---------- RECORDS PROVIDED

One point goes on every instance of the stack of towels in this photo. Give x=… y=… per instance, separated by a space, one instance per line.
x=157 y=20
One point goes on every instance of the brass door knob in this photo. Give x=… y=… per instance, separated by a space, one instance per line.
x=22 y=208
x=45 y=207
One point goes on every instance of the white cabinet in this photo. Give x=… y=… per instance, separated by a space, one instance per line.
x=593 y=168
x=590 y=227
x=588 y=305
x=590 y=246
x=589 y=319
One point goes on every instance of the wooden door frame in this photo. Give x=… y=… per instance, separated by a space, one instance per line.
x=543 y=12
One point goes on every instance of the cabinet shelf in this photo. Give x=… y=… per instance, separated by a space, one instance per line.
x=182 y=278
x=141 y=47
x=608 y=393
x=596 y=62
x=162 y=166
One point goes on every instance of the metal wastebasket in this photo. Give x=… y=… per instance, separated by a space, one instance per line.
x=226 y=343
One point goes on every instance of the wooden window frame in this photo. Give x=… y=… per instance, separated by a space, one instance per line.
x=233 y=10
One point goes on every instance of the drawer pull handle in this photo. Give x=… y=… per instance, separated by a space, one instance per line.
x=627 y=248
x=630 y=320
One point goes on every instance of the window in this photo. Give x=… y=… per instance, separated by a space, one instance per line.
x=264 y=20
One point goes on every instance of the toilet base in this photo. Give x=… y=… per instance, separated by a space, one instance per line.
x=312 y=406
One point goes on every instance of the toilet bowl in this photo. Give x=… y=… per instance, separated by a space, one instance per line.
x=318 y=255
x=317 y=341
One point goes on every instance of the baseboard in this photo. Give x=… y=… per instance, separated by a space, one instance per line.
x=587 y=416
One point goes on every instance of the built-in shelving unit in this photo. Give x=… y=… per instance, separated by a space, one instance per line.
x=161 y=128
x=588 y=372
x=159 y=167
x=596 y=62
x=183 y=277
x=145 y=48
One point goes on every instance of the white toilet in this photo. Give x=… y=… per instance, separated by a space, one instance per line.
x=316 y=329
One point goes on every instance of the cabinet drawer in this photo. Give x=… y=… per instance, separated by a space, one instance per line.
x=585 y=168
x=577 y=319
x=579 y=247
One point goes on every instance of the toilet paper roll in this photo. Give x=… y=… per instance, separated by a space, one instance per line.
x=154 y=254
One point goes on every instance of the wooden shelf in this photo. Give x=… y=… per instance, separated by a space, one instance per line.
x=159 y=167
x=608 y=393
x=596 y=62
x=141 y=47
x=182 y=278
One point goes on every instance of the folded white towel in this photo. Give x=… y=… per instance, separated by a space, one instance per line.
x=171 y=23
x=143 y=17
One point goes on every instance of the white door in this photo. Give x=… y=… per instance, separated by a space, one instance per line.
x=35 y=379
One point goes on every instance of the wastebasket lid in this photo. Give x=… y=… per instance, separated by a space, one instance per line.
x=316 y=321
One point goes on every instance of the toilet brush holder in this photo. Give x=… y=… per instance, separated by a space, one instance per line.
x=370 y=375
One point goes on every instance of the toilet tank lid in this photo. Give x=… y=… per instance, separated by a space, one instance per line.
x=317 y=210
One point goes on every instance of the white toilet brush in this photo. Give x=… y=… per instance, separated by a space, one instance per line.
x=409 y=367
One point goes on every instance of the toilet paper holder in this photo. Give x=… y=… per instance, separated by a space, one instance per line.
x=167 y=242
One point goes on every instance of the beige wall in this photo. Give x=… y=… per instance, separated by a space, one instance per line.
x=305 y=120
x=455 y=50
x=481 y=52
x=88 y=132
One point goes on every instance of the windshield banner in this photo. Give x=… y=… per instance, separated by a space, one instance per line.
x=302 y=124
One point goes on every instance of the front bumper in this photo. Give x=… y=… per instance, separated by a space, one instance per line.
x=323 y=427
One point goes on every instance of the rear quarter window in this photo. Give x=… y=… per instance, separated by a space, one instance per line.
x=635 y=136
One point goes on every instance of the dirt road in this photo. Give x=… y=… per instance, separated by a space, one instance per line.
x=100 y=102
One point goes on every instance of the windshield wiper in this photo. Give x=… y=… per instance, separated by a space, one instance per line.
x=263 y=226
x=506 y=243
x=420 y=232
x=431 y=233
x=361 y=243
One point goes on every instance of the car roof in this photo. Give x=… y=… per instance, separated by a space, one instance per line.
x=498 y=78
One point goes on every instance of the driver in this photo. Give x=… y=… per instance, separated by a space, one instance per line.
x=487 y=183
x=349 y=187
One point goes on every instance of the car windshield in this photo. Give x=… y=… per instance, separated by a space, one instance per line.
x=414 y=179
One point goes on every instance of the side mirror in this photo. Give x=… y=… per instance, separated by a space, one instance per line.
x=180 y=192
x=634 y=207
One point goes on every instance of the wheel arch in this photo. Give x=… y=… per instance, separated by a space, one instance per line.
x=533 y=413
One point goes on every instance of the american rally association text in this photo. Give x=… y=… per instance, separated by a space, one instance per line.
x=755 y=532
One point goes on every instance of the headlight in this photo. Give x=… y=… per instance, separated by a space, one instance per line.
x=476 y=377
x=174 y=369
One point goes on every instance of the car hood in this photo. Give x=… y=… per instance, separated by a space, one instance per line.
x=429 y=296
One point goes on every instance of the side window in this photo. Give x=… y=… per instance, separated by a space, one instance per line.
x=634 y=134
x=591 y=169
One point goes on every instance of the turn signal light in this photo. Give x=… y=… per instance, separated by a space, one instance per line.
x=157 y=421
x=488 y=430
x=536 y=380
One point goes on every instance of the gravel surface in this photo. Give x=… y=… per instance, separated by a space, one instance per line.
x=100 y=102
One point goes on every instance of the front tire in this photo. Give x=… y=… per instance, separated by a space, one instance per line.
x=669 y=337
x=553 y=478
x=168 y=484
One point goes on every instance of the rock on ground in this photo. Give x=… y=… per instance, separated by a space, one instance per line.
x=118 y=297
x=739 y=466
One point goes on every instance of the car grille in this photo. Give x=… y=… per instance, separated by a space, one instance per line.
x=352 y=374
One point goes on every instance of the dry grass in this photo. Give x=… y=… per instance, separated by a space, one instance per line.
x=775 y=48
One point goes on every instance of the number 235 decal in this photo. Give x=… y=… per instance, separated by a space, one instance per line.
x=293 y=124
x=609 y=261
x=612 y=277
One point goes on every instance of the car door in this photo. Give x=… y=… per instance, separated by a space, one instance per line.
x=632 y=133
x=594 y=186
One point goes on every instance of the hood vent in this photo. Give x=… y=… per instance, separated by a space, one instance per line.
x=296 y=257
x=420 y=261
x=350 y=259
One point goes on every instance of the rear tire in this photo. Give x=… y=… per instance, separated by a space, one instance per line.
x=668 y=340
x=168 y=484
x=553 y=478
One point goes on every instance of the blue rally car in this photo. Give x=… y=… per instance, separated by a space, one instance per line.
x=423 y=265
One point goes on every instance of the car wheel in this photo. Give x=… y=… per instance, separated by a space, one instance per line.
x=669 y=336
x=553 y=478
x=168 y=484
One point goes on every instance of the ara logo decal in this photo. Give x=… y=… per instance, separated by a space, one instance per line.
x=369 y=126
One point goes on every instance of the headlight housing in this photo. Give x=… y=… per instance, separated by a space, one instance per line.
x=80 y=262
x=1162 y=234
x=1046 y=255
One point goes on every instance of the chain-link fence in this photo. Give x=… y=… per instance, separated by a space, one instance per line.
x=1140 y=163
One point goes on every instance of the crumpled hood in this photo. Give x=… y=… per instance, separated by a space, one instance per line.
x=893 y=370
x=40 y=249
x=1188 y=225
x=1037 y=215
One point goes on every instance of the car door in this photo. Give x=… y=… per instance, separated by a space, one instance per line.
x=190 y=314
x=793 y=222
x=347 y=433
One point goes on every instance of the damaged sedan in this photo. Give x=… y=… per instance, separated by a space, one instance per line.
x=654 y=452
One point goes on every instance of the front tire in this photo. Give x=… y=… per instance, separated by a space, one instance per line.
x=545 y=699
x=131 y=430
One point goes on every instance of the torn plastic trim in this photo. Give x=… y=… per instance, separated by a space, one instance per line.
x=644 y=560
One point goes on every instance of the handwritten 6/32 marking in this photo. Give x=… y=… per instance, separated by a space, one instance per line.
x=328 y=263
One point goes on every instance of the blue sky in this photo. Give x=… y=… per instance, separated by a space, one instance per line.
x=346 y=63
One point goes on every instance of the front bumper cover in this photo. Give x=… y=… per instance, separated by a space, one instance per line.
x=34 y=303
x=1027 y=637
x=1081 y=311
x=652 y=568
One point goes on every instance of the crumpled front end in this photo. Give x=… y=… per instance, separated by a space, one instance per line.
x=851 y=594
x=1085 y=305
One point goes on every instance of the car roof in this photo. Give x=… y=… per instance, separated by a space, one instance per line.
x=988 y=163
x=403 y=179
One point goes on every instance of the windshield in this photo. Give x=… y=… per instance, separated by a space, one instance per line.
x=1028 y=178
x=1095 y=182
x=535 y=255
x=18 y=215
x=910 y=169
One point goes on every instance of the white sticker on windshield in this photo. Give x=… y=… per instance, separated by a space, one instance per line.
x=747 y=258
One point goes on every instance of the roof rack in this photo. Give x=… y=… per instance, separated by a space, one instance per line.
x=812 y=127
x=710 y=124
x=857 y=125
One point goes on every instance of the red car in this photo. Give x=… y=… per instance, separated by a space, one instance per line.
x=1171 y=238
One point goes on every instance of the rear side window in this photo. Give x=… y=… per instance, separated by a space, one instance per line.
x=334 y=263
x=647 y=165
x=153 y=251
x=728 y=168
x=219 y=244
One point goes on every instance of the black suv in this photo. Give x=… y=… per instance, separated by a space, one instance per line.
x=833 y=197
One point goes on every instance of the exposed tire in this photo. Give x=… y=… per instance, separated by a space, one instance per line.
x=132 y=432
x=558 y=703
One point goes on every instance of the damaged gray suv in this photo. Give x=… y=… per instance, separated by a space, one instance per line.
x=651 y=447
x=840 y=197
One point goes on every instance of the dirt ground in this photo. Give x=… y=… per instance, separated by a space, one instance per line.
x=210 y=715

--------------------

Rewrite the entries from the very first line through the line that contains "x=162 y=166". Swap "cabinet" for "cupboard" everywhere in that stretch, leave everything else as is, and return only those lines.

_RESULT OF THIS EXERCISE_:
One point goes on every instance of the stack of towels in this photo. Give x=… y=… per instance, separated by a space, one instance per line.
x=157 y=20
One point goes on every instance of the brass door knob in this photo. Give x=… y=… per instance, separated by a space, one instance per line.
x=22 y=208
x=45 y=207
One point goes on every instance of the white cupboard in this photo. Give x=… y=… per instance, separated by a space, one instance per line.
x=593 y=168
x=590 y=227
x=588 y=305
x=590 y=246
x=589 y=319
One point goes on every instance of the wooden door frame in this photo. Give x=… y=… per instance, separated by a space, one instance per line.
x=543 y=12
One point goes on every instance of the cupboard shelf in this photo. Give x=… y=… per instance, separated by a space, one instance per line.
x=182 y=278
x=141 y=47
x=608 y=393
x=596 y=62
x=162 y=166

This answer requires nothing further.